- **Tasks**
a - From the capital gains tax thread, write out the passage starting at "## Staybaker (26" and ending at "from your broker.".
b - Shorten the paragraph in the capital gains tax thread that begins "The relevant date is the date of the contract," keeping its main facts.

- **Source text**
▼▼▼

# CGT: Date Sold or Settlement Date?



## Shehan (26 June 2006)

Hi guys, just a quick question...

In terms of capital gains tax, is the date the ATO considers you sold the asset the actual date u clicked 'sell' and the transaction went through, or the date of settlement?..or somewhere in between?

With the EOFY just around the corner, i was just curious.

Thanks for any help!


----------



## RichKid (26 June 2006)

Shehan said:
			
		

> Hi guys, just a quick question...
> 
> In terms of capital gains tax, is the date the ATO considers you sold the asset the actual date u clicked 'sell' and the transaction went through, or the date of settlement?..or somewhere in between?
> 
> ...




Shehan,
I'm not sure if this is correct but I just use the buy/sell dates on the contract note provided by my broker (comsec). Best to check with the ATO directly, their site should have some examples, the ATO tax pack supplement will have some simple examples too but I'm not sure if it's that specific.


----------



## bullmarket (26 June 2006)

Hi shehan

my understanding is that it's the date bought/sold that counts and not the settlement date.

but if in doubt maybe give the ATO a call.

cheers

bullmarket


----------



## redandgreen (26 June 2006)

RichKid said:
			
		

> Shehan,
> I'm not sure if this is correct but I just use the buy/sell dates on the contract note provided by my broker (comsec). Best to check with the ATO directly, their site should have some examples, the ATO tax pack supplement will have some simple examples too but I'm not sure if it's that specific.



as I understand it, 
it is the date you sell that applies not the settlement date.
The same principle applies when an investment property is sold the "exchange" Vs  the "settlement"


----------



## Staybaker (26 June 2006)

The relevant date is the date of the _contract_. For property transactions, it's the date the contract (to purchase or sell) was signed. For stock transactions, it's the date of the buy/sell, which should be reflected on the _contract note_ from your broker.

Settlement is just an accounting transaction which occurs after the event, and its date has no relevance for tax purposes.

Cheers, Staybaker.


----------

▲▲▲

- **Record list**

▼▼▼

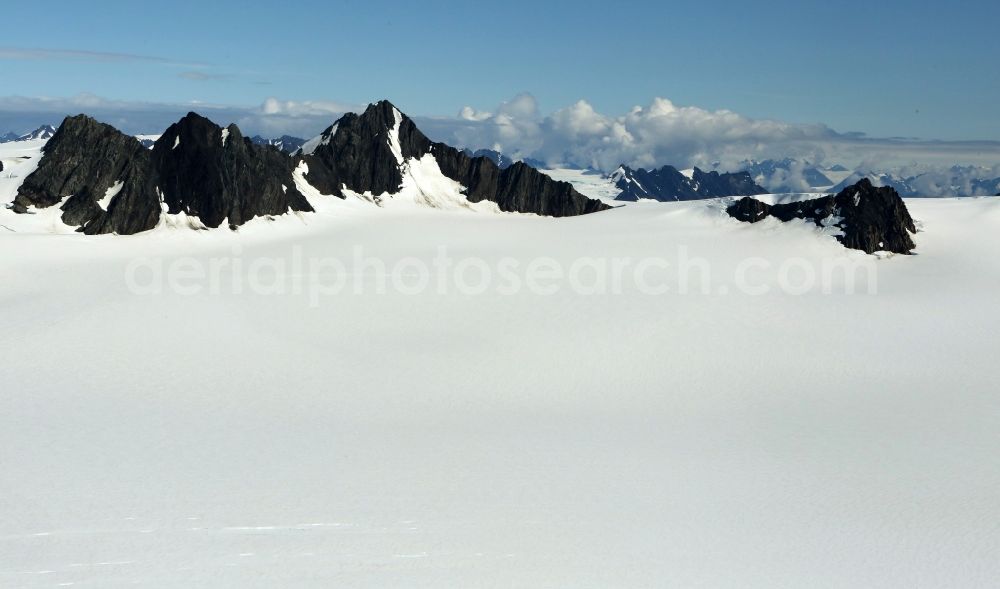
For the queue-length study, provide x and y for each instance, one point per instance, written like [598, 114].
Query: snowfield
[230, 436]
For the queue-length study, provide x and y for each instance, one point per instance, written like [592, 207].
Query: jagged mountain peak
[668, 183]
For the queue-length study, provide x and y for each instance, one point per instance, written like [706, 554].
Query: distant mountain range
[43, 132]
[958, 181]
[202, 175]
[668, 183]
[790, 175]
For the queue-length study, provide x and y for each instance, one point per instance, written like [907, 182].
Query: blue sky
[888, 68]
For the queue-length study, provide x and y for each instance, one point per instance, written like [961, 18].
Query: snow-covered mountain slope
[42, 133]
[228, 438]
[215, 177]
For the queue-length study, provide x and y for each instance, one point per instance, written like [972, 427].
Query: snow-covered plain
[226, 439]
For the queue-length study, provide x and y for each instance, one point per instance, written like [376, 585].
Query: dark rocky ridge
[502, 161]
[669, 184]
[285, 143]
[871, 219]
[220, 176]
[356, 153]
[82, 161]
[190, 169]
[109, 182]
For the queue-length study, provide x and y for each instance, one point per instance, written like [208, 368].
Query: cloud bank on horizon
[646, 136]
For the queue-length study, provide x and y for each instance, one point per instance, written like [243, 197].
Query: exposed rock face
[101, 173]
[367, 152]
[218, 175]
[108, 182]
[112, 184]
[668, 184]
[285, 143]
[502, 161]
[871, 219]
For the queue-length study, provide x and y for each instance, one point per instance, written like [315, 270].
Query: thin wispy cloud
[52, 54]
[198, 76]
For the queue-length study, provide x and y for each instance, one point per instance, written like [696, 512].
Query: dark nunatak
[871, 219]
[668, 184]
[355, 153]
[108, 182]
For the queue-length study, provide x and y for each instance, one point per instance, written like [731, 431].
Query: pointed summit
[376, 151]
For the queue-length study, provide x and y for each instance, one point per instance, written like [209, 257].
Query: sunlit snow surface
[440, 440]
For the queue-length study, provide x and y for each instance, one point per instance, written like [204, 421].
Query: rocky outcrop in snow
[870, 219]
[669, 184]
[106, 182]
[368, 153]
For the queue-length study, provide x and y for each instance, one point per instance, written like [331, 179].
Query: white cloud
[665, 133]
[646, 136]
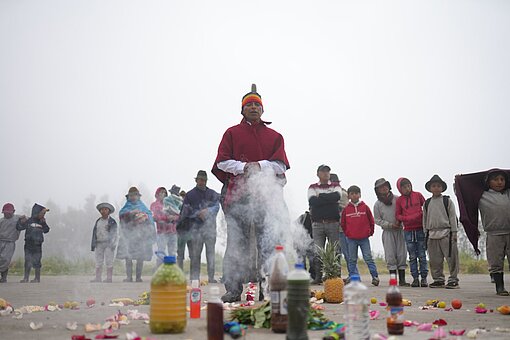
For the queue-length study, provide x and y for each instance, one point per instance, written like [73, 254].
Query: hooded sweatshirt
[357, 221]
[34, 227]
[165, 222]
[409, 208]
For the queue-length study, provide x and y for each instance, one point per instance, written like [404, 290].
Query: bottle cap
[169, 259]
[355, 277]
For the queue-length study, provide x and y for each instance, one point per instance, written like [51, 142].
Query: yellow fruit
[333, 290]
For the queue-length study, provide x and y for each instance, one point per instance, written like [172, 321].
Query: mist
[99, 96]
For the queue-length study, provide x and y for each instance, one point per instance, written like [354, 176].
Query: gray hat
[323, 167]
[105, 205]
[201, 174]
[380, 182]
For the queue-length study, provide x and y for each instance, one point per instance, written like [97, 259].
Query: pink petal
[426, 327]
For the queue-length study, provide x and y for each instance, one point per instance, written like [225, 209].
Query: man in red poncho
[251, 164]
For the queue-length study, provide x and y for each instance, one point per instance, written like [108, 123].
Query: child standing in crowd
[495, 212]
[104, 240]
[165, 225]
[8, 237]
[440, 224]
[395, 252]
[34, 228]
[358, 225]
[409, 212]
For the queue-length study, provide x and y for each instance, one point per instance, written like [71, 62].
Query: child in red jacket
[409, 212]
[358, 226]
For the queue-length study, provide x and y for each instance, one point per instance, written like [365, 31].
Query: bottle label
[396, 314]
[279, 302]
[195, 296]
[283, 302]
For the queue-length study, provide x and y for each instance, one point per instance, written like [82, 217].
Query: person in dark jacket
[104, 240]
[34, 227]
[200, 207]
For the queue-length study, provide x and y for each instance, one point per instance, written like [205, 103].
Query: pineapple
[333, 283]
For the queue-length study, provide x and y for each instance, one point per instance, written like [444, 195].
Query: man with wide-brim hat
[251, 157]
[436, 179]
[393, 239]
[200, 208]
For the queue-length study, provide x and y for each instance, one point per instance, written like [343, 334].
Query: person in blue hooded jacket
[34, 227]
[137, 234]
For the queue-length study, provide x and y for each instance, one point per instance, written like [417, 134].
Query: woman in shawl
[137, 234]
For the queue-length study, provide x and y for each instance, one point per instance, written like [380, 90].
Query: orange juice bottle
[168, 298]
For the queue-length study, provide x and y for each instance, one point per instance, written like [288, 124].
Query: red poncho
[247, 143]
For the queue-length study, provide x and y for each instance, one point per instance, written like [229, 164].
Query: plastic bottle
[298, 303]
[168, 298]
[278, 288]
[395, 318]
[356, 310]
[195, 299]
[215, 315]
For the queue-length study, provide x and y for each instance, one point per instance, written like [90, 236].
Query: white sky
[96, 96]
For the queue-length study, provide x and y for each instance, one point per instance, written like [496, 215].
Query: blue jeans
[364, 244]
[415, 241]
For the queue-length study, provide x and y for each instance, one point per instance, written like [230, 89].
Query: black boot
[37, 277]
[500, 284]
[129, 271]
[27, 274]
[4, 276]
[139, 268]
[402, 278]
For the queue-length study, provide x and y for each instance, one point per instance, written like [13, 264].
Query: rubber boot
[4, 276]
[500, 284]
[402, 278]
[129, 271]
[109, 275]
[37, 277]
[139, 268]
[27, 274]
[99, 271]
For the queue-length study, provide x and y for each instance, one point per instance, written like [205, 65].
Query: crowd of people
[251, 164]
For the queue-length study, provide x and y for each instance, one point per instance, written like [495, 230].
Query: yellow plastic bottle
[168, 298]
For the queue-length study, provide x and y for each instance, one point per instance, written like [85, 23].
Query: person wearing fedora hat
[440, 225]
[487, 192]
[394, 244]
[200, 208]
[409, 212]
[8, 237]
[34, 227]
[137, 234]
[249, 152]
[104, 241]
[166, 220]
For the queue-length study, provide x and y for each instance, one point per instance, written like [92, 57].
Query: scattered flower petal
[440, 322]
[425, 327]
[457, 331]
[36, 325]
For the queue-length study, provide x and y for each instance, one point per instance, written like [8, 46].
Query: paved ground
[474, 289]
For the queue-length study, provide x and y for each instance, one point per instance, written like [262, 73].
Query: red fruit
[456, 304]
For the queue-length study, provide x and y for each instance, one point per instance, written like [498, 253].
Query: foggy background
[97, 96]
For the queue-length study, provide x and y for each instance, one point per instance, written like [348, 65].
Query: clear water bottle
[278, 287]
[356, 310]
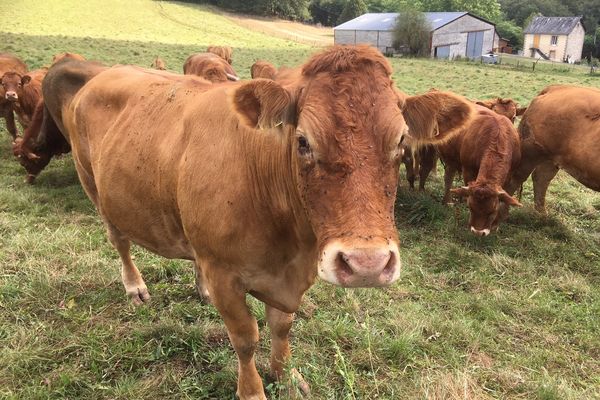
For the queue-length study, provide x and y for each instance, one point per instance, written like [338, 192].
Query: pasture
[511, 316]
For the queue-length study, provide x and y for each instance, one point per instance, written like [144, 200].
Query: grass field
[512, 316]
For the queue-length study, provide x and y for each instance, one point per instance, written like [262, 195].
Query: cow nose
[11, 95]
[366, 267]
[480, 232]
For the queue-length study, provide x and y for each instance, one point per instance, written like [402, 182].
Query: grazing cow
[263, 69]
[225, 52]
[159, 64]
[60, 56]
[263, 185]
[24, 92]
[209, 67]
[44, 137]
[507, 107]
[9, 64]
[560, 130]
[486, 152]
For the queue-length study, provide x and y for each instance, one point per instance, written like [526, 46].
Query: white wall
[455, 35]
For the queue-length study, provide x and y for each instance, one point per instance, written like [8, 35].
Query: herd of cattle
[265, 184]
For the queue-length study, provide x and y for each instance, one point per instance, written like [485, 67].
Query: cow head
[507, 107]
[343, 123]
[485, 203]
[13, 83]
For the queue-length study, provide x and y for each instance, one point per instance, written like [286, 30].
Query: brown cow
[24, 92]
[487, 151]
[225, 52]
[209, 67]
[60, 56]
[44, 137]
[159, 64]
[9, 64]
[259, 212]
[507, 107]
[263, 69]
[560, 130]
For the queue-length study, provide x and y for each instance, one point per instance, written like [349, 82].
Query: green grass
[512, 316]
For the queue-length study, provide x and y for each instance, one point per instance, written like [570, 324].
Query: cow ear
[461, 191]
[261, 103]
[521, 111]
[435, 116]
[508, 199]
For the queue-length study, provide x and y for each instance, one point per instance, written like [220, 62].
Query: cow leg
[200, 285]
[280, 324]
[427, 163]
[229, 297]
[449, 172]
[11, 127]
[541, 177]
[135, 287]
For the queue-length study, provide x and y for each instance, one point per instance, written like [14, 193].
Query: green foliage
[512, 32]
[412, 33]
[326, 12]
[352, 9]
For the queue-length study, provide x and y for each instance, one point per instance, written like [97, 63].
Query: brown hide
[9, 63]
[45, 137]
[560, 129]
[263, 69]
[60, 56]
[209, 67]
[486, 153]
[159, 64]
[263, 185]
[225, 52]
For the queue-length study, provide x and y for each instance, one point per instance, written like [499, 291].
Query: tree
[412, 32]
[352, 9]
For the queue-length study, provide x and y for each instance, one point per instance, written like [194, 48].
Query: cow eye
[303, 146]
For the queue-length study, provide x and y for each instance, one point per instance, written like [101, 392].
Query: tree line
[510, 16]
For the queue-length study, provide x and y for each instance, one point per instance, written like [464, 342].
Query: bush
[412, 33]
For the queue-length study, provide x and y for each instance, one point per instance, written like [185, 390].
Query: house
[453, 34]
[555, 38]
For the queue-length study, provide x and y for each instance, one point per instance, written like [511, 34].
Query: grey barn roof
[552, 25]
[386, 21]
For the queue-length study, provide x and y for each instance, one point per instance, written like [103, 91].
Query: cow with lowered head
[303, 184]
[11, 65]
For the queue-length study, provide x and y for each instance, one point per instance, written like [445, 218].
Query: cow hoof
[139, 295]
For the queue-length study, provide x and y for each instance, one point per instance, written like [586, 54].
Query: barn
[453, 34]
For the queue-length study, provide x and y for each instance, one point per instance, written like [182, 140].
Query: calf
[486, 151]
[263, 69]
[210, 67]
[560, 130]
[9, 64]
[45, 137]
[303, 182]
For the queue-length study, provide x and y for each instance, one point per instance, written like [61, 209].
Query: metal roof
[386, 21]
[552, 25]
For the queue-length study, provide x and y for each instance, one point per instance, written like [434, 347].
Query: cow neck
[274, 190]
[497, 158]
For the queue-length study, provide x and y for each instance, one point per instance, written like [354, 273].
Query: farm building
[453, 34]
[555, 38]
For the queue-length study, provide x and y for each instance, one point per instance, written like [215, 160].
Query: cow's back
[564, 123]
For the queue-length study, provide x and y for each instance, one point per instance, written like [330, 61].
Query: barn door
[474, 44]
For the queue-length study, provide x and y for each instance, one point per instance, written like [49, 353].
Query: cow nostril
[341, 262]
[390, 267]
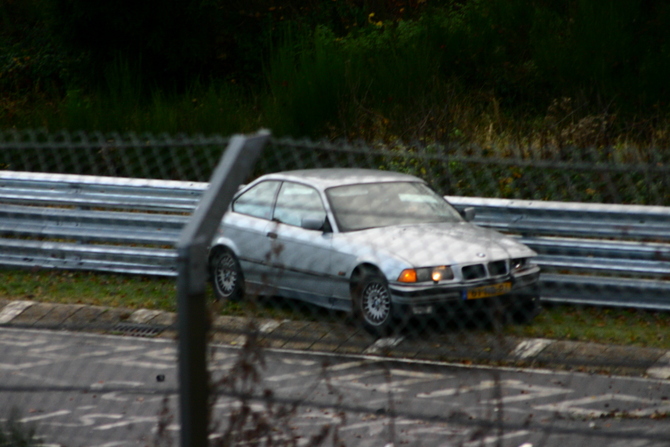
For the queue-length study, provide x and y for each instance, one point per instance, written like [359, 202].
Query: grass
[578, 323]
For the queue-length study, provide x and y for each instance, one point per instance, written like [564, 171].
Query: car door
[303, 255]
[247, 226]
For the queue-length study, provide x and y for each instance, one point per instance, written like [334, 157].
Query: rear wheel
[372, 303]
[227, 277]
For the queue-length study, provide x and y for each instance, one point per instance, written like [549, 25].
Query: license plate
[487, 291]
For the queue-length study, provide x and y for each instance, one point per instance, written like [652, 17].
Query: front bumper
[427, 299]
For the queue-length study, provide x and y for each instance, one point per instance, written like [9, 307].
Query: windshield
[372, 205]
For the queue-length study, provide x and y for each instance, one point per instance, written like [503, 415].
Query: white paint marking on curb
[13, 309]
[143, 316]
[531, 348]
[383, 343]
[661, 369]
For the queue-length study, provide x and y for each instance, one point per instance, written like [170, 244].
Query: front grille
[498, 268]
[475, 271]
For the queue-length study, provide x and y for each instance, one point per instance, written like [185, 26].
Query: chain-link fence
[349, 303]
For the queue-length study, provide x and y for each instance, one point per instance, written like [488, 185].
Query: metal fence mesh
[88, 224]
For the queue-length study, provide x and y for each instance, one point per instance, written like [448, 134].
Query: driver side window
[257, 201]
[296, 202]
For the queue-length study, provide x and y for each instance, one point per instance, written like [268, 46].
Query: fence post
[192, 247]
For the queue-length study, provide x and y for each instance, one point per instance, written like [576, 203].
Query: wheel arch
[359, 272]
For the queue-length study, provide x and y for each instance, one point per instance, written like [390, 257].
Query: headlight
[425, 274]
[520, 264]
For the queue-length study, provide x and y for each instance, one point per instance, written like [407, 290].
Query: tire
[227, 277]
[372, 304]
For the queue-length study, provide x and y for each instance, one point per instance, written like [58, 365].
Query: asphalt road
[81, 389]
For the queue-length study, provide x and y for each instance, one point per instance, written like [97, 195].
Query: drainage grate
[137, 330]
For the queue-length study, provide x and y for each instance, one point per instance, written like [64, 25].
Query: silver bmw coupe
[379, 244]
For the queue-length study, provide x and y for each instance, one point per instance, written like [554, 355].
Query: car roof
[329, 177]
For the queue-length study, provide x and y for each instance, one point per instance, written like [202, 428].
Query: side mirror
[310, 223]
[468, 214]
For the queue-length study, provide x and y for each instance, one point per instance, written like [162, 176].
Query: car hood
[440, 244]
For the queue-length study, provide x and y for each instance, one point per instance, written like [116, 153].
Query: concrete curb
[341, 338]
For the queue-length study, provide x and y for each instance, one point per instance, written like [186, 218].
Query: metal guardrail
[616, 255]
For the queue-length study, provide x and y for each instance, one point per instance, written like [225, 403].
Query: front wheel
[372, 304]
[227, 277]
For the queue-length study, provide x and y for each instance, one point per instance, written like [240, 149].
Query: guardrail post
[236, 163]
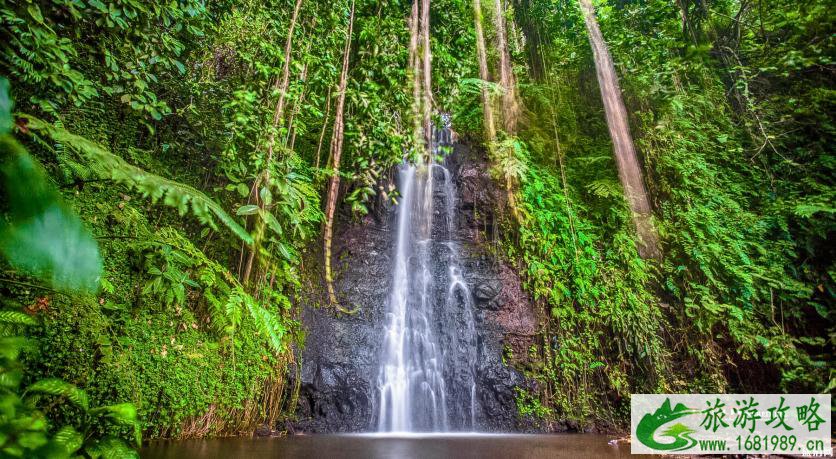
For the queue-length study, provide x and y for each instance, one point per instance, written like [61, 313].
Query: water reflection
[486, 446]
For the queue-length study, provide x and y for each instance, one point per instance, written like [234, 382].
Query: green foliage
[730, 113]
[24, 429]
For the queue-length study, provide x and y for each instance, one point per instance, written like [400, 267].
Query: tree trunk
[481, 54]
[427, 74]
[629, 170]
[510, 104]
[336, 151]
[264, 177]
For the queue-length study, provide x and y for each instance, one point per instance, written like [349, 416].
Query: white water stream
[413, 382]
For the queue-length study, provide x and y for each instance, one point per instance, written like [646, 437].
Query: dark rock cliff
[340, 359]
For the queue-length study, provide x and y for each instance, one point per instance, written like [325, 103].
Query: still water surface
[486, 446]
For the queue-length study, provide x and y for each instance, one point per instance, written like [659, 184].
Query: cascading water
[427, 378]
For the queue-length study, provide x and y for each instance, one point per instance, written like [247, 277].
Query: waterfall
[427, 377]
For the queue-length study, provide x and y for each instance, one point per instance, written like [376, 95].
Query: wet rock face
[340, 363]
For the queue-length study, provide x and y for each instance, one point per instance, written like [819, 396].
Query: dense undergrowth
[156, 122]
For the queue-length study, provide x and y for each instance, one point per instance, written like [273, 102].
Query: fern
[173, 194]
[605, 188]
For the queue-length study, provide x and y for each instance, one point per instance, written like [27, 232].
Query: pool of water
[485, 446]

▲▲▲

- **Correct answers**
a -
## Staybaker (26 June 2006)

The relevant date is the date of the _contract_. For property transactions, it's the date the contract (to purchase or sell) was signed. For stock transactions, it's the date of the buy/sell, which should be reflected on the _contract note_ from your broker.

b - The contract date is what counts. For property, it is the date the purchase or sale contract was signed. For stocks, it is the buy/sell date shown on the broker's contract note.